>>
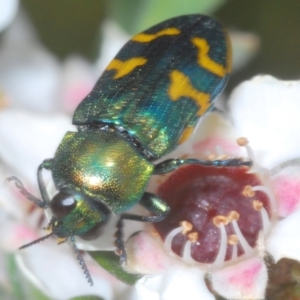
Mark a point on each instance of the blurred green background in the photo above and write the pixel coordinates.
(72, 26)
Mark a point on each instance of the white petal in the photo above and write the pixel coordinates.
(29, 74)
(266, 111)
(55, 270)
(245, 280)
(78, 79)
(284, 239)
(176, 283)
(145, 255)
(285, 180)
(8, 10)
(27, 139)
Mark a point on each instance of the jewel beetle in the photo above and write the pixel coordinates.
(147, 101)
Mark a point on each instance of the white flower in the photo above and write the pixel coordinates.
(266, 111)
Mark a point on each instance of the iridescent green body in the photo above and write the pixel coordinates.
(146, 102)
(103, 165)
(161, 81)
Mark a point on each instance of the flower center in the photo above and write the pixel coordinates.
(217, 214)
<<
Lay out the listing above as a Markdown table with the columns Row and Line. Give each line its row number, skip blank lines, and leave the pictures out.

| Row | Line |
|---|---|
| 1 | Mark a point on each instance of the blurred green background in the photo above and write the pixel coordinates. |
| 2 | (72, 26) |
| 3 | Mark a point on each instance of the white petal in the photo above and write the pixel coordinates. |
| 4 | (29, 74) |
| 5 | (266, 111) |
| 6 | (55, 270) |
| 7 | (245, 280) |
| 8 | (78, 79) |
| 9 | (284, 239) |
| 10 | (176, 283) |
| 11 | (145, 255) |
| 12 | (285, 180) |
| 13 | (8, 10) |
| 14 | (27, 139) |
| 15 | Mark a point on each instance of the jewel beetle in the photo above and write the pixel coordinates. |
| 16 | (147, 101) |
| 17 | Mark a point on each instance of the white flower in the photo above and write the pixel coordinates. |
| 18 | (266, 111) |
| 19 | Mark a point on each instance of the iridescent green body in the photo above and write the pixel coordinates. |
| 20 | (146, 102) |
| 21 | (103, 165) |
| 22 | (161, 81) |
| 23 | Mark a point on each instance of the flower center in the photo above and write the pixel coordinates. |
| 24 | (217, 214) |